**WHAT TO DO**
Look through the data below, and copy each line that carries the word "indicate".
(PROVIDED ENTRIES begins)
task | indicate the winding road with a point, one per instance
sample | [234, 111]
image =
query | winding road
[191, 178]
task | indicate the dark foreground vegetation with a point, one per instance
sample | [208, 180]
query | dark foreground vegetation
(PROVIDED ENTRIES ends)
**TASK RESPONSE**
task | indicate the winding road with a point, one per instance
task | indicate the dark foreground vegetation with a point, one per instance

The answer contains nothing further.